◆ GOAL ◆
Pick out each line of the items that contains the string "rush" and copy those lines.
++++
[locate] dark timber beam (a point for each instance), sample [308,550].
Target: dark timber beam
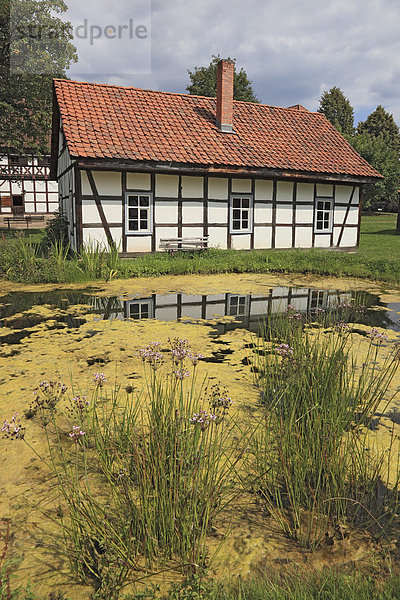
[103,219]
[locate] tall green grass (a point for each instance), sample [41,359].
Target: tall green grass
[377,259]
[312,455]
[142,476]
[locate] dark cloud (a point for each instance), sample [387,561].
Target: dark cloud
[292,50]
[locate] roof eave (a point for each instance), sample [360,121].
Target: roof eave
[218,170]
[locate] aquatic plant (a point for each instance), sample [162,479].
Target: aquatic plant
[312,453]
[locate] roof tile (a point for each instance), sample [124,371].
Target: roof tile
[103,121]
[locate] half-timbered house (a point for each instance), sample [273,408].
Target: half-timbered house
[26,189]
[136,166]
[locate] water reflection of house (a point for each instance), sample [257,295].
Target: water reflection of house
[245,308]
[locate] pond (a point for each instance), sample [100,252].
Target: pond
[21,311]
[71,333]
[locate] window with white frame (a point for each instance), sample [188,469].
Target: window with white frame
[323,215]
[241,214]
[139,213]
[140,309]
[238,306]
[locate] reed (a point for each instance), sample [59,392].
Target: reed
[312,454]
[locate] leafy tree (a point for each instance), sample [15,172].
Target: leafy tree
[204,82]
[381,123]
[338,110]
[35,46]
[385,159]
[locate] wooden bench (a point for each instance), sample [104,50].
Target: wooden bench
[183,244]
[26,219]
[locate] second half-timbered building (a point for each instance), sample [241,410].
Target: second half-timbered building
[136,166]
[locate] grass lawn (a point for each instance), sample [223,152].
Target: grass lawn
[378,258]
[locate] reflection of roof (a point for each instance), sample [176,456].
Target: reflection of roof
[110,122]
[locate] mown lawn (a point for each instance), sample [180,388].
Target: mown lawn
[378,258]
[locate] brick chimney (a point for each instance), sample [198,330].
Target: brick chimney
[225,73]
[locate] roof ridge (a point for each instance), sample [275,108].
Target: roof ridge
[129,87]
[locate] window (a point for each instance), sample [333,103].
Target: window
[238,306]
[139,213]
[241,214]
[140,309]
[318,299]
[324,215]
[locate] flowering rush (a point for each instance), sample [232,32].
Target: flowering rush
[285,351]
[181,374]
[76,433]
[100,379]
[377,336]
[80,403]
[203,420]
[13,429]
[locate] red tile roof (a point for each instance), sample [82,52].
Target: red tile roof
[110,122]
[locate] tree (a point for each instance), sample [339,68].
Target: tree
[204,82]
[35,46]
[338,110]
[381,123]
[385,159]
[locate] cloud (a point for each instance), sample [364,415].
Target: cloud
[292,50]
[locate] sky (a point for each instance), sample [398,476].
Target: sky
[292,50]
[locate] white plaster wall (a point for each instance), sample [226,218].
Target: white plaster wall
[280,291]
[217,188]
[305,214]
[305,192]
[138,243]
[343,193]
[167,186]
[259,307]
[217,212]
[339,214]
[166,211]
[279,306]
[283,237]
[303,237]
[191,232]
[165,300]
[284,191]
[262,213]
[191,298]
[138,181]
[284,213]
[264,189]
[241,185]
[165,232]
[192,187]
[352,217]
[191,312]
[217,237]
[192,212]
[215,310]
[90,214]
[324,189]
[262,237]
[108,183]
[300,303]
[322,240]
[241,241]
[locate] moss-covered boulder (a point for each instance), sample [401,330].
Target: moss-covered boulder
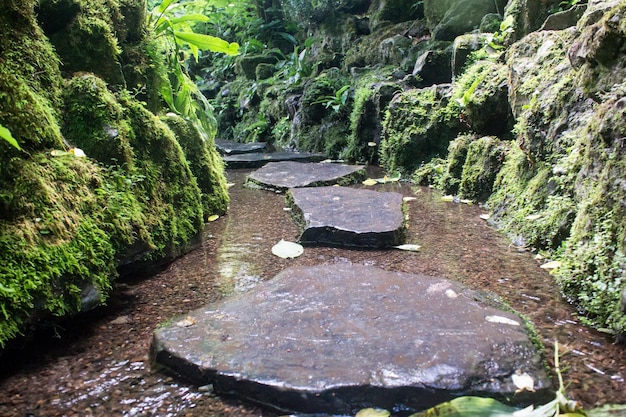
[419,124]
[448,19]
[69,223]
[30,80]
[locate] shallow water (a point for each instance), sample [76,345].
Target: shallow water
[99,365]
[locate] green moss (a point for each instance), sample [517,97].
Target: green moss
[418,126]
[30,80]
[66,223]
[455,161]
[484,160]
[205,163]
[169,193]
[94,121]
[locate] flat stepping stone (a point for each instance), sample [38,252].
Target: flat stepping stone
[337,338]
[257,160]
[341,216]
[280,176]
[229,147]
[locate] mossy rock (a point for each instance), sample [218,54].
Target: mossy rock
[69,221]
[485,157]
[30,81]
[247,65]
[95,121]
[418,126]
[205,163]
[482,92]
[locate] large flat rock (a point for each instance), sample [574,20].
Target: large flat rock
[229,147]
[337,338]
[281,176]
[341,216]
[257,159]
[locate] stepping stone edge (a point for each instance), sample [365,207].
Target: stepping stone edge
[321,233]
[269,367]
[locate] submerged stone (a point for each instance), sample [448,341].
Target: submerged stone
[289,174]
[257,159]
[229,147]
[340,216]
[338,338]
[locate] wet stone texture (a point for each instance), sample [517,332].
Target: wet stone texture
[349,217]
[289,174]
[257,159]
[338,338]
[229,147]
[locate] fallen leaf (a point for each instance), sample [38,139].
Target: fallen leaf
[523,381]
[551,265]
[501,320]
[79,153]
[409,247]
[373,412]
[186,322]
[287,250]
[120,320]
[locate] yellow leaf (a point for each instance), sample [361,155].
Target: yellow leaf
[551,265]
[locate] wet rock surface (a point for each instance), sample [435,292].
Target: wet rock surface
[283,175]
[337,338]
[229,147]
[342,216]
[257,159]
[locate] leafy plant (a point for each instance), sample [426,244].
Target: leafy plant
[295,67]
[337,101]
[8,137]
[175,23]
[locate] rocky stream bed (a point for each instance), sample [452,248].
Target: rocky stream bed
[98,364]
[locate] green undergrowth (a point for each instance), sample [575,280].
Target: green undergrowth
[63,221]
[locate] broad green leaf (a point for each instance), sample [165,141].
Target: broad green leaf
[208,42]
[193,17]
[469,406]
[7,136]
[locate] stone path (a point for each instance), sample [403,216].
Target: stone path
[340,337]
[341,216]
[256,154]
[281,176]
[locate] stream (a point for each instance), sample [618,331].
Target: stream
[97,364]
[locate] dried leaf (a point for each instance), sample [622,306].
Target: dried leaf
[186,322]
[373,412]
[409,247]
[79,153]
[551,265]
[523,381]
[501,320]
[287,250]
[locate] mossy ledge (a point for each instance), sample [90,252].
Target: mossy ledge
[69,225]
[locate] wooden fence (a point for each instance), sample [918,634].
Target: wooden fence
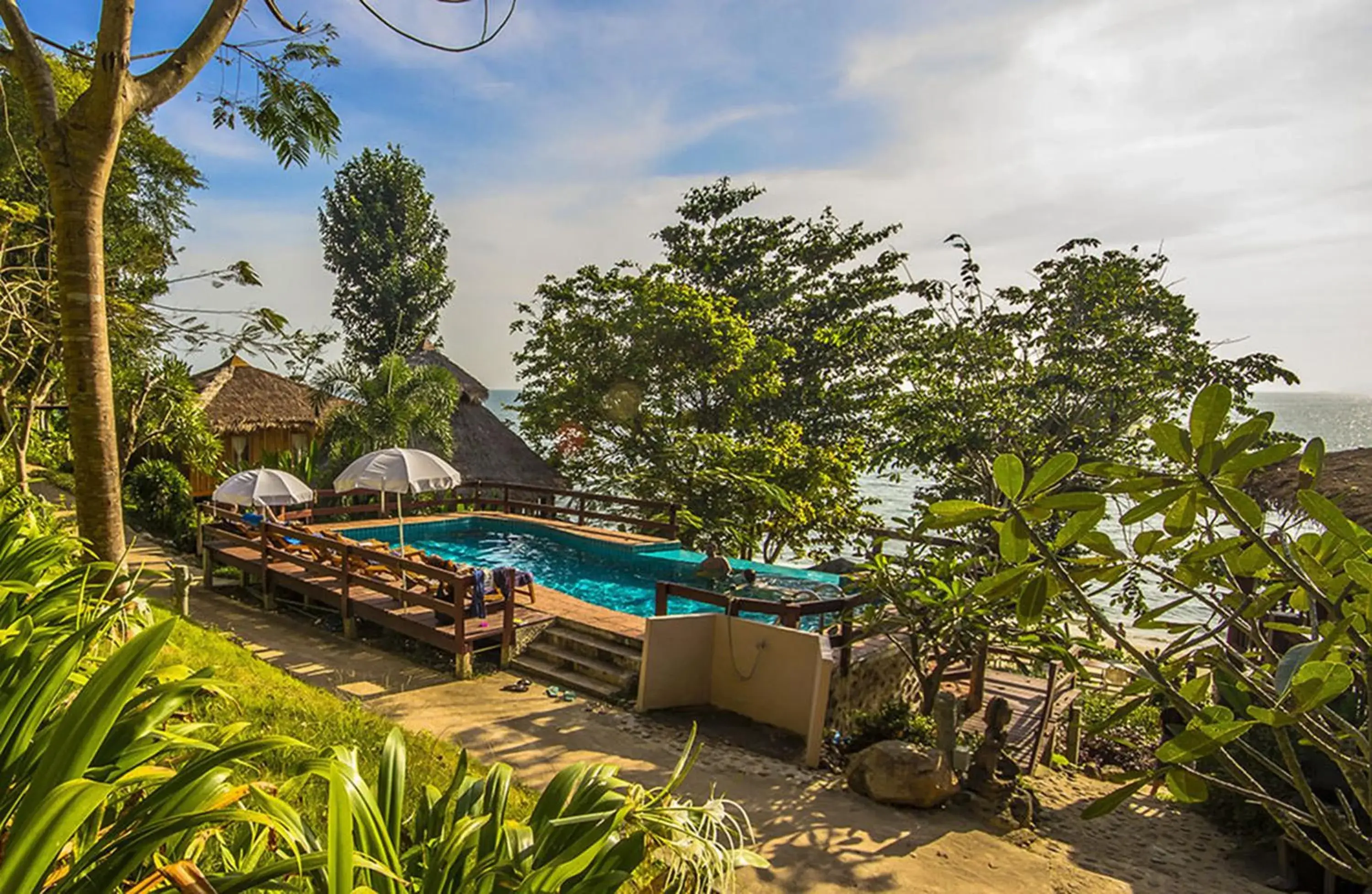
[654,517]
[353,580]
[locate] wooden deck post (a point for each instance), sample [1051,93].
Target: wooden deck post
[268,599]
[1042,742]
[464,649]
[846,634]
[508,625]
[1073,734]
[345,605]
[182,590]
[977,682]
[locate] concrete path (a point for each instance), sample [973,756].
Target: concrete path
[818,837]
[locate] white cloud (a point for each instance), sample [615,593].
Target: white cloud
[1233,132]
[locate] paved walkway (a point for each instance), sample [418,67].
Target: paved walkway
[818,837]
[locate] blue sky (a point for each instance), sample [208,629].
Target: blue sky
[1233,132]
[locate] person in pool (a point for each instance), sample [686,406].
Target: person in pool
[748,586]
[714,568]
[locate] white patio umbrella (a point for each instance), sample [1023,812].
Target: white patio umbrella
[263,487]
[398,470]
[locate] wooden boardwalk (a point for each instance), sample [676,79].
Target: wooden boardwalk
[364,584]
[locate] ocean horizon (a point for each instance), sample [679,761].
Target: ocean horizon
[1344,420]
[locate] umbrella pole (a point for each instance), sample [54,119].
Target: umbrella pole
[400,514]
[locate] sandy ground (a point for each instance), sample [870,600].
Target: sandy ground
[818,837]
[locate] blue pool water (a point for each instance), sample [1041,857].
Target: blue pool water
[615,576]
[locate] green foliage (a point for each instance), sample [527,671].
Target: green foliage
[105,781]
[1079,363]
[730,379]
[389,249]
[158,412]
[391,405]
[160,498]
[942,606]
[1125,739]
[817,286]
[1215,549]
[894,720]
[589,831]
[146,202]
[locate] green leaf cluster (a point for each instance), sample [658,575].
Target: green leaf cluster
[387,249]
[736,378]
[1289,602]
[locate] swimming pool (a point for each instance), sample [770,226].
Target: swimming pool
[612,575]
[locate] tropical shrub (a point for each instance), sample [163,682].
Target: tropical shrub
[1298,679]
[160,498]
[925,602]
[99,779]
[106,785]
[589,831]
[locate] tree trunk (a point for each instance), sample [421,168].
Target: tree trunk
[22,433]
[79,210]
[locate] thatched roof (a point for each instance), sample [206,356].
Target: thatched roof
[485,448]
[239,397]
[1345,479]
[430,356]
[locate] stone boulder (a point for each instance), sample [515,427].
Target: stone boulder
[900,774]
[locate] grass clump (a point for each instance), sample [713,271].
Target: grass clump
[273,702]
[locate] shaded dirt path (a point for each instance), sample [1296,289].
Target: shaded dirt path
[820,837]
++++
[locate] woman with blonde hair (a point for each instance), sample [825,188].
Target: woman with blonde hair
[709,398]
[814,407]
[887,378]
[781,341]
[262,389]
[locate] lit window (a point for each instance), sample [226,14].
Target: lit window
++++
◆ SOLUTION FOR THIS TASK ◆
[locate] flowering rush (a point for each instance), sample [232,32].
Target: flowering rush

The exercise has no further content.